### Detalles del ejercicio:
Prosigue el texto de más abajo sobre el tratado de viticultura del Monasterio de Guadalupe, empezando justo después de su última oración.

### Texto proporcionado:
§ §
La importancia del vino en los monasterios a lo largo de los siglos ha ido más allá del acompañamiento a los guisos o de su utilización para los oficios religiosos, ya que su producción era una gran fuente de riqueza que determinaba el poder religioso y su influencia en la población.

Así se pone de manifiesto en el Libro y registro de la bodega del Monasterio de Guadalupe , considerado el tratado más antiguo de viticultura, que data de 1520, y que la enóloga y periodista emeritense María Isabel Mijares ha estudiado en profundidad.

El tratado de Fray Juan Luis de Siruela, dos veces prior del Monasterio, está escrito en tela y conservado en la Biblioteca Nacional, y desarrolla en 40 capítulos y con exquisita precisión la producción, conservación y administración de los caldos.

A lo largo de los cuarenta capítulos el libro explica cómo se deben plantar las distintas clases de uvas, recetas para hacer vinos olorosos y dulces a partir de vinos blancos y tintos y normas para evitar el calor de las bodegas. Hay, por ejemplo, un capítulo especialmente dedicado a la compra del vino y a la fabricación de las cubas para su óptima conservación.

Llega a especificar hasta cómo debe gastarse el vino según el destino para el que se use, sea en el convento, la sacristía, el hospital o la hospedería que regentaban los monjes.
§ §
### Registros de datos:
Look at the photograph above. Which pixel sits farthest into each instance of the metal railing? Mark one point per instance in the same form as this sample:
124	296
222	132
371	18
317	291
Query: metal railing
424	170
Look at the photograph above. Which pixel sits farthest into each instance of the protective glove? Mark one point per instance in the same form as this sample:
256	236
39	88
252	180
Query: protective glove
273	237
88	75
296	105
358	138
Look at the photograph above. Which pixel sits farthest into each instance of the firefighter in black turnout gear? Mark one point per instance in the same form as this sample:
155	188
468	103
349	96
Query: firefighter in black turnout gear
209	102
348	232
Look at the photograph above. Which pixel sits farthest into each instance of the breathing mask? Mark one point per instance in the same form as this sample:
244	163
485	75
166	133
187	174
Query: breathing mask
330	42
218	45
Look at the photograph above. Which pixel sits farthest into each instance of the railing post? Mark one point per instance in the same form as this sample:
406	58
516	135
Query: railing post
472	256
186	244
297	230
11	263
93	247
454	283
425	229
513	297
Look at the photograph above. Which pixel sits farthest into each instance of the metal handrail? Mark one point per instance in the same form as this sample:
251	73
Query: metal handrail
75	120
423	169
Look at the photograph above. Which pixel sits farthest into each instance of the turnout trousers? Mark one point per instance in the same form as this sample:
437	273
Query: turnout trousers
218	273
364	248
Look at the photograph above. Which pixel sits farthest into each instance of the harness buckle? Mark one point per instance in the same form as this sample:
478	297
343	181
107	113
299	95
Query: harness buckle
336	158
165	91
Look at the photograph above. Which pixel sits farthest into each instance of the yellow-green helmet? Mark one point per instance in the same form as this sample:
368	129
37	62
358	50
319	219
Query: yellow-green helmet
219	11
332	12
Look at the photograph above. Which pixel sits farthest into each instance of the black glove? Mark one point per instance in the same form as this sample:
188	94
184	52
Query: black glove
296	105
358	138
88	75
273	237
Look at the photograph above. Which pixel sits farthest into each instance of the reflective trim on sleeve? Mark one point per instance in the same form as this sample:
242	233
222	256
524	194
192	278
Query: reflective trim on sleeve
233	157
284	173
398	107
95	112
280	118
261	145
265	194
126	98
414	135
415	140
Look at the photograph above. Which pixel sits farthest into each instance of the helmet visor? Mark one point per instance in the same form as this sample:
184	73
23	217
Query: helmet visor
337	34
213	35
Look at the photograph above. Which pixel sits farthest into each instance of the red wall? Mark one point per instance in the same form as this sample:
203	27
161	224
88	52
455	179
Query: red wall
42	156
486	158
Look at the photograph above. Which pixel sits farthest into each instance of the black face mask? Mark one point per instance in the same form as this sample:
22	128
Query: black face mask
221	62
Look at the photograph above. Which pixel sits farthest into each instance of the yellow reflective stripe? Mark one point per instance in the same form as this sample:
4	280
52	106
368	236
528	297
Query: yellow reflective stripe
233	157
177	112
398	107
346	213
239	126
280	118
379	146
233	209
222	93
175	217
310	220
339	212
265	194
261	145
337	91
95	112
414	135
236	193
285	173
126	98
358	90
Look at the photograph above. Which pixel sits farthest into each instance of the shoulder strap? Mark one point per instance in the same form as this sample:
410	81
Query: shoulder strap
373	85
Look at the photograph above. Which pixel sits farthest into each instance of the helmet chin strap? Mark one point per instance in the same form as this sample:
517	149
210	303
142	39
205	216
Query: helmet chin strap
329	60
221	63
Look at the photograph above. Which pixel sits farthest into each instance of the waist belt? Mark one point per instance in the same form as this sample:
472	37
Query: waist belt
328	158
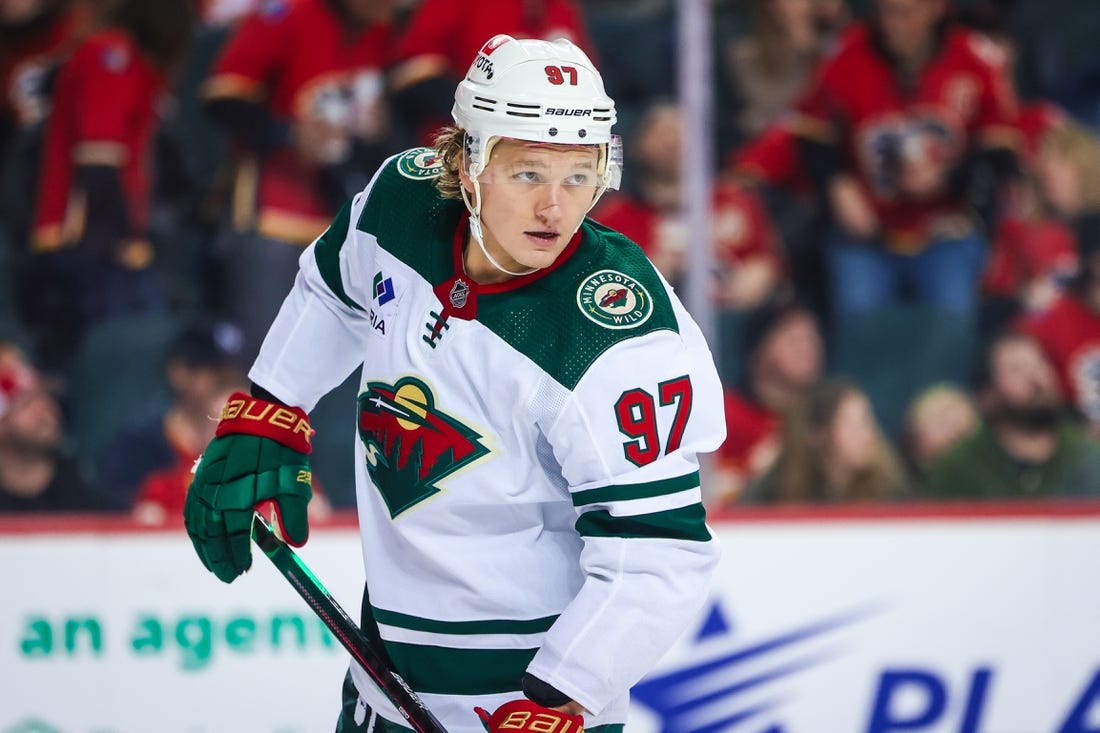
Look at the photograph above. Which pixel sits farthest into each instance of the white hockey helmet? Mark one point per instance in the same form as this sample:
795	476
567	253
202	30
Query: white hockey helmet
538	91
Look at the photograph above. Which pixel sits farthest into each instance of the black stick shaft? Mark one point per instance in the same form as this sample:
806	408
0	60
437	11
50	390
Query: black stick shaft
345	630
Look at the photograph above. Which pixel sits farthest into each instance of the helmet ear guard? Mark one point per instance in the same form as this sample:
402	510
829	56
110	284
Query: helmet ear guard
535	91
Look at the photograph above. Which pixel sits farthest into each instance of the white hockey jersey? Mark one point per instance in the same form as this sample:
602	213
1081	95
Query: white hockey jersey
527	477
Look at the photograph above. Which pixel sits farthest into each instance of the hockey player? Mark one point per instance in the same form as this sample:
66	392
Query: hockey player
532	403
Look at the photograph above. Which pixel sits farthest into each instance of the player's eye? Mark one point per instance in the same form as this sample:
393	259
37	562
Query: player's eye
528	176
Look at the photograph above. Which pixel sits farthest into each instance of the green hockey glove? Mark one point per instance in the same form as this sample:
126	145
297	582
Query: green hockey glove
260	453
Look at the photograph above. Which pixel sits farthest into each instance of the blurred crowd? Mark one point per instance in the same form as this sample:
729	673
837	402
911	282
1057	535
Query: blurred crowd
905	227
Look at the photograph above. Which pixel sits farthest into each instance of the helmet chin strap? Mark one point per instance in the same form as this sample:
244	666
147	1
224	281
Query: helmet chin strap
479	234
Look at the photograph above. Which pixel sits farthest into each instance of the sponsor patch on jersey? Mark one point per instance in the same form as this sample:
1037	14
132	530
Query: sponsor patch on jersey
383	288
420	163
614	299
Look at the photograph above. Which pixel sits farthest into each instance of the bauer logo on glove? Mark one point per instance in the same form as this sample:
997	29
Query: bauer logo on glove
260	455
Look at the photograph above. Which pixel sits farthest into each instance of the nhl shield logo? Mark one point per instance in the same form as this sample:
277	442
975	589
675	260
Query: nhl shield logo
614	299
459	295
420	163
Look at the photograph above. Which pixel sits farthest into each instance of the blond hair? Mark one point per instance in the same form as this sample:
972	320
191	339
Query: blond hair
449	144
1077	144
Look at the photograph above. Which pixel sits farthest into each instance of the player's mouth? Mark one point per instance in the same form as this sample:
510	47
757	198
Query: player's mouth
541	238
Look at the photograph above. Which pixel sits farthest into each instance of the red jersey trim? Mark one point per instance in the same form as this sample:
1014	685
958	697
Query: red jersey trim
1000	135
813	128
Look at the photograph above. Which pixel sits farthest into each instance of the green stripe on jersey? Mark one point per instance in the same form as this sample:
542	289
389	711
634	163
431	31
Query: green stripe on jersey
463	627
626	492
442	670
327	254
683	523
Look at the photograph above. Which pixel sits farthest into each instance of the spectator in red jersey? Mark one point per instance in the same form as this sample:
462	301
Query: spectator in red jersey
833	450
91	256
1034	255
441	37
895	129
1027	448
1069	329
784	357
202	362
35	37
748	262
35	474
299	89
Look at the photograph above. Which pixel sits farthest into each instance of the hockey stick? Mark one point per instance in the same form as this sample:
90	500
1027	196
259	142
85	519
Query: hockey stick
345	631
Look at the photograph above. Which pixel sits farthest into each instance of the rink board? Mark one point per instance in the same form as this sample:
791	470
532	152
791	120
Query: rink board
969	621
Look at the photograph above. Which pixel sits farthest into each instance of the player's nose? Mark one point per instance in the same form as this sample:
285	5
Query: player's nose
550	200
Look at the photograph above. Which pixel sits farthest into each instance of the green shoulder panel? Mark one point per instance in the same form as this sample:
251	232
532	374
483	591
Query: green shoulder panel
605	293
408	217
327	254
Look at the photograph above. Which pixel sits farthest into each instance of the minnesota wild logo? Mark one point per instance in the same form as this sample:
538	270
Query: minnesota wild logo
410	445
420	163
614	299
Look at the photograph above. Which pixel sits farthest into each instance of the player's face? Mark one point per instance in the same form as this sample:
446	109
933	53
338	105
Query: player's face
534	197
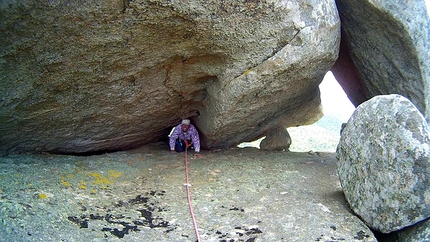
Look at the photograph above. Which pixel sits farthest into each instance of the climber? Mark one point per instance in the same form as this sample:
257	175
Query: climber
185	135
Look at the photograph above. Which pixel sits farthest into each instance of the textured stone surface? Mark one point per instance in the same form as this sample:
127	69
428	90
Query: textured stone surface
389	43
417	233
276	139
384	167
83	76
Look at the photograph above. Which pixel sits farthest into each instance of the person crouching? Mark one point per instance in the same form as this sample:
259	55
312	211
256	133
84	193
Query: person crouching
185	135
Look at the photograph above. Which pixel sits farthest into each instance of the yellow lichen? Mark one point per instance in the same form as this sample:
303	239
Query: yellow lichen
99	179
42	196
64	182
82	185
114	174
246	72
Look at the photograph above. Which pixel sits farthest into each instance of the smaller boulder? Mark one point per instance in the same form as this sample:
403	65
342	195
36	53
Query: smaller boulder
276	139
383	165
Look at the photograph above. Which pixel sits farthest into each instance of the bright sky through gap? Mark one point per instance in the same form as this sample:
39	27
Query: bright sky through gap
427	2
334	100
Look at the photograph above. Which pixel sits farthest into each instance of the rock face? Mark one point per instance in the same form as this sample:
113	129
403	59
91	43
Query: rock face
83	76
384	168
386	52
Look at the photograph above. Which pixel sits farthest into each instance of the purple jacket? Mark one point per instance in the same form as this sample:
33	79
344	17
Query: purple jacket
191	134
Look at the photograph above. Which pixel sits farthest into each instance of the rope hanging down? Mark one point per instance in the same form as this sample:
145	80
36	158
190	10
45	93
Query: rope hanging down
187	184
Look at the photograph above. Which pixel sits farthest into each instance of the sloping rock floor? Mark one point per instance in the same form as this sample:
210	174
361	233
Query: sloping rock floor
139	195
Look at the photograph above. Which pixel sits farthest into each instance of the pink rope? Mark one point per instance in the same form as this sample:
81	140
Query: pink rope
187	184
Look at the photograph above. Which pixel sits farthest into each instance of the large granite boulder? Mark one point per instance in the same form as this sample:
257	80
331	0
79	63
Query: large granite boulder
417	233
386	50
84	76
384	163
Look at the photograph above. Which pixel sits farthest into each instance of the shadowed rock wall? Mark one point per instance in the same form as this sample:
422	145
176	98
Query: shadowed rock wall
85	76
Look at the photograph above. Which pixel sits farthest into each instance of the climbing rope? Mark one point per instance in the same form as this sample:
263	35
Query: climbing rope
187	184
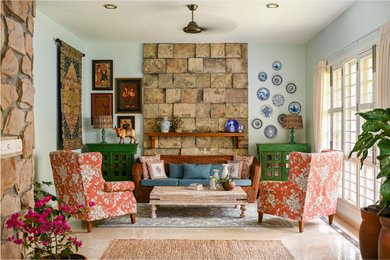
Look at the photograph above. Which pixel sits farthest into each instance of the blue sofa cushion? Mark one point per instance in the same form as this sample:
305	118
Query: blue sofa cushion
§ §
### Respuesta del ejercicio:
Según los diferentes oficios, el tratado recoge la cantidad que debe administrarse a los caseros, mandones, casados clérigos, mayorales, carniceros, estudiantes, obreros y hasta sepultureros.

Las mujeres, no obstante, estaban exentas de los placeres de la cata, y es que como decían en la época, "no se entiende que todos puedan beber vino".

Además, dedica un capítulo entero a cómo debe darse el vino a los alemanes y franceses.

La producción de vino en las tierras extremeñas llegó a ser abundante y de calidad, tanto como los estupendos guisos que se ofrecían a cuantos peregrinos y pobres se acercaban al Monasterio para alimentarse o curarse en el hospital.

La sangre de cristo sirvió durante mucho tiempo a los monjes de Guadalupe para arraigar a la población a lo largo y ancho de las más de 2.000 hectáreas de siembra de que disponían y que daban trabajo a numerosos jornaleros de la zona.

Según Mijares, el libro relata el amplio término vitivinícola de Guadalupe en aquellos tiempos, desde San Martín de Valdeiglesias (Madrid), Talavera de la Reina (Toledo), pasando por Cañamero (Cáceres) y llegando hasta parte de Andalucía.

Entonces, Guadalupe estaba apoyada por la orden Jerónima (más tarde se convertirá en Franciscana, hasta la actualidad), la monarquía y la nobleza, lo que implicaba dinero y poder.

La actividad vitivinícola daba trabajo a 50 personas fijas durante todo el año, que estaban al mando de los frailes, y luego había refuerzo en la época de la recogida de la uva, pudiendo llegar hasta las 600 personas.